Source passage ->
☆ ☆ ☆ ☆ ☆
Thanks to Boston.com for this interesting article on potential scientific breakthroughs.
Genetic link eyed in dogs’ troubled ways
By Judy Foreman | September 3, 2007
All summer, Dr. Nicholas Dodman, head of the animal behavior clinic at the Cummings School of Veterinary Medicine at Tufts University, has been in doggie heaven.
Using brand new genetic “chip” technology developed by researchers at the Broad Institute of Harvard and MIT, where the entire dog genome was sequenced a couple of years ago, Dodman is finally poised to do the experiments he’s been waiting years to do, exploring the genetics of complex psychiatric problems in dogs.
First, he’ll compare the DNA he has collected from Doberman pinschers who suck fanatically on their own flanks with DNA from normal Dobermans to see precisely where the genes for this compulsive disorder lie. Then, he will do the same DNA comparisons of normal bull terriers and abnormal ones with another compulsive behavior, endless tail chasing. Dodman and other scientists also hope to use the latest techniques to find the genetic roots of rage in Springer spaniels, which in theory might help explain some human aggression.
“This is absolutely revolutionary,” Dodman said last week.
Until the new MIT chip technology came along, the Tufts team was looking gene by gene to try to unravel the genetic origin of compulsive behavior in dogs. Now, they can search for multiple genes at once, knowledge that should also shed light on aggression and obsessive-compulsive disorders, or OCD, in people.
“It’s like the difference between searching house by house for insurgents in Iraq and looking at the whole of Baghdad at once,” he said.
These diseases can be easier to study in dogs than humans.
“The genetics of obsessive-compulsive disorder and other mental illnesses are likely to be very complex – and very difficult to study in humans,” said Dr. Francis Collins, director of the National Human Genome Research Institute at the National Institutes of Health. “With their selective breeding and well-characterized behaviors, purebred dogs may provide a powerful system for untangling the genetic roots of these disorders.” purebred dogs may provide a powerful system for untangling the genetic roots of these disorders.”
Incessant tail chasing, for instance, is very breed-specific in dogs, said Alice Moon-Fanelli, a Tufts behavioral geneticist who works with Dodman. When people bring their pets in for excessive tail chasing, “nine times out of 10, it’s a bull terrier or a German shepherd.”
But not all researchers think studying dogs for insights into human behavior is a good idea. For OCD, for instance, human subjects make more sense, according to Dr. Michael Jenike, a professor of psychiatry at Harvard Medical School, because the testing is easy – just a blood test – and people can describe what they’re thinking, which a dog obviously cannot. Jenike thinks his current research, searching for genetic markers in people with the disorder, will yield better scientific results about a disease that affects 6 million Americans and is characterized by intrusive, repetitive thoughts and ritualistic behaviors like excessive hand-washing.
Linking research on animal aggression with human behavior used to be controversial, but people nowadays are generally more accepting of the idea that genetics can influence human behavior, said Dr. Frederick Goodwin a psychiatrist and director of a center of neuroscience, medical progress and society at George Washington University Medical Center. The genetics of human aggression are still unclear, although it’s obvious that “having been hit by your dad makes aggressiveness even worse,” he said.
In dogs, though breeders hate to hear it, 27 percent of Springer spaniels bite people – usually their owners – said Cornell University veterinarian and animal behaviorist Katherine Houpt. Houpt and other dog geneticists are working to unravel the roots of this aggression.
Researchers in her lab found lower levels of two key neurotransmitters – serotonin and dopamine – in the more aggressive dogs. This fits, Houpt noted, with some human data linking low serotonin levels to an increased risk of suicide, which many researchers consider a form of self-aggression.
Houpt’s lab has collected DNA samples from both aggressive and non-aggressive dogs and is now working with Elaine Ostrander, chief of the comparative genetics branch at the National Human Genome Research Institute (part of the National Institutes of Health) to look for “candidate” genes that may underlie aggression.
☆ ☆ ☆ ☆ ☆
Data section ->

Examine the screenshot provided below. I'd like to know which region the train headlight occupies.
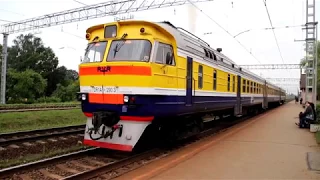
[81,94,87,101]
[123,96,129,102]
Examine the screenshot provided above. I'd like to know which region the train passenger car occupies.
[79,21,282,151]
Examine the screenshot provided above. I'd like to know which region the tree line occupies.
[0,34,80,103]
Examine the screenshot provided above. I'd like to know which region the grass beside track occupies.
[0,109,86,133]
[0,145,90,169]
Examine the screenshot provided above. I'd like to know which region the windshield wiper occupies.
[113,33,128,58]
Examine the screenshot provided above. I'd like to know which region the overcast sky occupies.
[0,0,320,93]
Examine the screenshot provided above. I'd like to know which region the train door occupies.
[262,81,268,109]
[234,75,242,115]
[186,57,193,106]
[152,41,178,90]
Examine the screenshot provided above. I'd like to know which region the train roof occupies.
[87,20,283,93]
[155,21,283,90]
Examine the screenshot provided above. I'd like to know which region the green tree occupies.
[8,34,59,77]
[6,68,47,102]
[53,80,80,102]
[8,34,78,97]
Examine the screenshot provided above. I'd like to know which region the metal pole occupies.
[0,33,9,104]
[313,22,318,108]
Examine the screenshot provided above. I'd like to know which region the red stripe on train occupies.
[83,139,133,152]
[84,112,154,122]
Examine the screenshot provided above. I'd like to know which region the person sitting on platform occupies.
[296,101,316,128]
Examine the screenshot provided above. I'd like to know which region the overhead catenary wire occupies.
[262,0,284,63]
[188,0,261,64]
[0,19,85,40]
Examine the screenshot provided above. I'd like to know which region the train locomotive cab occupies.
[78,21,175,151]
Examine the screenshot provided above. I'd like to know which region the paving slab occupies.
[118,102,320,180]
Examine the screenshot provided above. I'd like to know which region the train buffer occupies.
[118,101,320,180]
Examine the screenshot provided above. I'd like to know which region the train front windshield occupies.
[107,39,151,62]
[82,42,107,63]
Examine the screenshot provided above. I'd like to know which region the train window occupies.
[198,65,203,89]
[212,53,217,61]
[213,70,217,90]
[155,42,175,66]
[208,51,213,59]
[82,41,108,63]
[104,25,117,38]
[107,39,152,62]
[232,76,236,92]
[228,74,230,91]
[203,49,209,57]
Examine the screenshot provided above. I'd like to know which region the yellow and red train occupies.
[78,21,286,151]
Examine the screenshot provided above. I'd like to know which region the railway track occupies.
[0,106,81,113]
[0,125,85,147]
[0,107,272,180]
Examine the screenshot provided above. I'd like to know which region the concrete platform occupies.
[118,102,320,180]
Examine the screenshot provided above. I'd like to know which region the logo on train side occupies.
[97,66,111,73]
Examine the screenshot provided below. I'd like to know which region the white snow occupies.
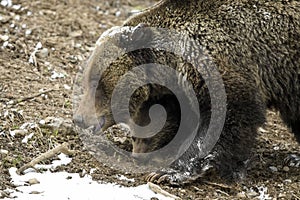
[4,154,175,200]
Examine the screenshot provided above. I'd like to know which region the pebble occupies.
[283,179,292,183]
[236,192,247,198]
[28,178,40,185]
[247,191,258,198]
[282,166,290,172]
[36,48,49,58]
[0,35,9,42]
[9,129,28,137]
[269,166,278,172]
[0,149,8,155]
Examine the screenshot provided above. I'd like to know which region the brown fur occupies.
[74,0,300,182]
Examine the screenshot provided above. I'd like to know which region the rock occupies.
[9,129,28,137]
[269,166,278,172]
[28,178,40,185]
[283,179,292,183]
[247,191,259,198]
[282,166,290,172]
[0,35,9,42]
[36,48,49,58]
[236,192,247,198]
[0,149,8,155]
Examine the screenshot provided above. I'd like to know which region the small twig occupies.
[292,194,300,200]
[11,89,55,105]
[216,189,230,197]
[17,142,75,174]
[148,182,181,199]
[203,181,232,189]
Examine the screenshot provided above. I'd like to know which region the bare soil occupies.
[0,0,300,200]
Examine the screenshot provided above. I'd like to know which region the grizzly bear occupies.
[74,0,300,183]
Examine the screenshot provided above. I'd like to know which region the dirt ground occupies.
[0,0,300,200]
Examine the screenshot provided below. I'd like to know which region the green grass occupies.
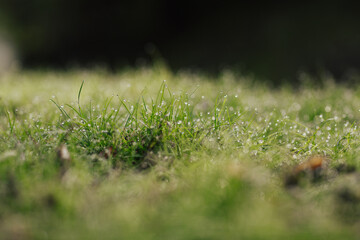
[0,66,360,239]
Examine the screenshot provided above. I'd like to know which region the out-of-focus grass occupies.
[0,66,360,239]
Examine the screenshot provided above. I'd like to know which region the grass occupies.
[0,66,360,239]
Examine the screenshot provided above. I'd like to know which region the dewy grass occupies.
[50,81,233,168]
[0,66,360,239]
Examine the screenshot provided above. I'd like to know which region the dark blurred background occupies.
[0,0,360,82]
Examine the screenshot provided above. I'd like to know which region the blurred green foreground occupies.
[0,67,360,239]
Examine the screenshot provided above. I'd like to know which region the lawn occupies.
[0,66,360,240]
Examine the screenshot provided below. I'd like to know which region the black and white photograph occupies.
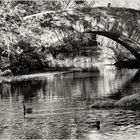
[0,0,140,140]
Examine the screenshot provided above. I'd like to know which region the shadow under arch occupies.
[84,30,140,62]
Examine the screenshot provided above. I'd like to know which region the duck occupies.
[23,102,33,116]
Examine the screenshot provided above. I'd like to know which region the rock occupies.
[1,69,12,76]
[90,101,115,108]
[114,94,140,109]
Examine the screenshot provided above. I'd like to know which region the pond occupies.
[0,66,140,140]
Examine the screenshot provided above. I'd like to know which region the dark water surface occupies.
[0,67,140,140]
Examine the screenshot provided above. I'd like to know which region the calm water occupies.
[0,67,140,140]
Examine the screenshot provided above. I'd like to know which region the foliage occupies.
[10,40,45,75]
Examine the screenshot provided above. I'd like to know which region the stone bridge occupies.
[25,7,140,61]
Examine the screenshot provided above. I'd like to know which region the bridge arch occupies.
[85,30,140,61]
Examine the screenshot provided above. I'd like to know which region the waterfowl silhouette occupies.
[23,102,33,116]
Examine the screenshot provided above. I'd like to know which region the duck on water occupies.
[23,102,33,117]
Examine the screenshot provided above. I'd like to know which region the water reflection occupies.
[0,68,140,139]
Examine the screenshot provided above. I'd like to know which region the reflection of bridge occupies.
[25,7,140,61]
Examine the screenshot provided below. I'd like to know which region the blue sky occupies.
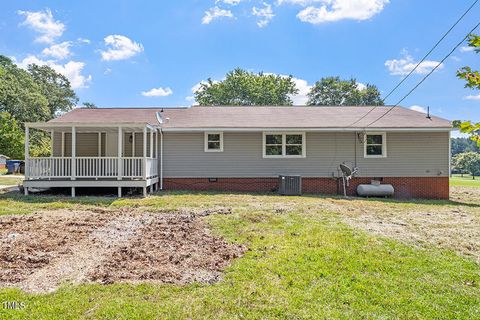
[0,0,480,121]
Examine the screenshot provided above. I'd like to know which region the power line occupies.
[349,0,479,127]
[383,0,478,101]
[367,22,480,127]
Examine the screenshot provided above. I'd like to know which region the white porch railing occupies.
[122,157,143,178]
[29,157,72,178]
[146,158,158,178]
[25,157,158,179]
[75,157,118,178]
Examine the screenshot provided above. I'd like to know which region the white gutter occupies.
[162,127,453,132]
[25,122,156,130]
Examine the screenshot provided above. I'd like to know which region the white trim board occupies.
[162,127,453,133]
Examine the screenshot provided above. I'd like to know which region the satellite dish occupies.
[340,163,352,177]
[339,162,358,196]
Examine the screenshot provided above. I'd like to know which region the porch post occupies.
[132,131,135,158]
[143,126,147,180]
[50,130,55,158]
[71,127,77,180]
[150,129,153,158]
[159,128,163,190]
[98,131,102,157]
[24,125,30,196]
[117,127,123,180]
[155,129,160,190]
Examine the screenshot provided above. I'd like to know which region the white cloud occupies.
☆ ☆ ☆ ☆ ☆
Action item ->
Please print the dog genetics article word for word, beginning at the words "In dogs, though" and stopping after "of this aggression.".

Your solution ->
In dogs, though breeders hate to hear it, 27 percent of Springer spaniels bite people – usually their owners – said Cornell University veterinarian and animal behaviorist Katherine Houpt. Houpt and other dog geneticists are working to unravel the roots of this aggression.